=== Data listing ===
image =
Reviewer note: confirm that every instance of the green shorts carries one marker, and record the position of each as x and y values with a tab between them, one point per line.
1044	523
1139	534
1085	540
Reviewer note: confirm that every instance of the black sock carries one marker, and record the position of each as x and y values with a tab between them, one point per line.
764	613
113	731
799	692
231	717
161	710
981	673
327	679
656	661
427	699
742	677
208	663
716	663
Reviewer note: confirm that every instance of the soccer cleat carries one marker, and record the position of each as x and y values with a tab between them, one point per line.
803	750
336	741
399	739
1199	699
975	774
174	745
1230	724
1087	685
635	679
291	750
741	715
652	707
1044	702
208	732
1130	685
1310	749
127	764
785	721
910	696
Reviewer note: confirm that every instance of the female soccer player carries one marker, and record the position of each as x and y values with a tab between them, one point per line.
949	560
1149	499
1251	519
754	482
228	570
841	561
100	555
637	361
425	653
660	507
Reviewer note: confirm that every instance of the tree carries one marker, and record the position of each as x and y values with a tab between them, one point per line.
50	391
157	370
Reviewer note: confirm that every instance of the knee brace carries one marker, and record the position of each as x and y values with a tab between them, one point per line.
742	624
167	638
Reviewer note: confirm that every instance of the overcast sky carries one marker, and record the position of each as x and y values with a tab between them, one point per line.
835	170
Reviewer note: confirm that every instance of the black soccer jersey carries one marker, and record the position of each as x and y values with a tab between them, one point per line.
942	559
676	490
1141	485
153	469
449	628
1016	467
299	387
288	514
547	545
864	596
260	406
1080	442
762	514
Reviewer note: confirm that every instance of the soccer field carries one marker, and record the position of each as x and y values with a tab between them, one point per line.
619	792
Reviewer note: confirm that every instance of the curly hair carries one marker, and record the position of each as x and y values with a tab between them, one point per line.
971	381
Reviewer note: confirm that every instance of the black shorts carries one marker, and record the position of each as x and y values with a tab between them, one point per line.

=== Instructions for the task ===
Repeat every line of the material exactly as given.

=== Solved exercise ===
image =
Reviewer note: confirm that every instance of the green shorts carries one marker, and record the position of each as x and y values with a tab between them, one point per line.
1044	523
1139	534
1085	540
Reviewer note: confirm that every instance of the black sock carries one marker, and record the position of each as x and y values with a tab between them, one point per line.
764	613
113	731
799	692
231	717
161	710
981	673
327	679
656	661
427	699
742	677
208	663
716	663
Reviewer note: confirm that every instance of the soccer cleat carries one marker, and record the position of each as x and y values with a tab between them, one point per line.
803	750
336	741
399	739
1199	699
975	774
174	745
1230	724
1087	685
635	679
291	750
741	715
652	707
1044	702
208	732
1130	685
1310	749
127	764
785	721
910	696
Reviewer note: confirm that every instance of the female soccer player carries one marker, and record the position of each as x and y values with a tab between them, one point per line.
949	560
1149	499
1251	519
754	482
228	570
841	561
100	555
637	361
425	653
660	507
Reviewer note: confirm that every instance of the tree carries one marker, and record the position of each as x and y values with a tab between them, one point per line.
50	391
157	370
Reviewer note: confirm that every instance of the knee brace carries one marker, and record the position of each as x and y values with a tab between them, one point per line.
742	624
167	638
Reviewer note: confirm that every instance of the overcast sky carries one marker, and record the position of each as x and y values with a tab between them, one point per line.
835	170
Reviewer note: confirm that every instance of the black soccer jersey carries one marker, and record the position of each as x and y values with a tab between them, one point per line.
942	559
676	490
1141	485
153	469
449	628
1016	467
299	387
288	514
547	545
864	596
260	406
1080	442
762	514
Reviewer note: confirm that every instance of the soccer field carries one marker, and record the position of each as x and y values with a tab between them, one point per line.
619	792
Reviewer note: confirm that every instance of the curly hair carries one marker, and record the position of each as x and y values with a tab between them, one point per line.
971	381
Reviewer note: confirm that every instance of the black shorts carries one marker, and record the position of each as x and y values with a tab between them, one point per line.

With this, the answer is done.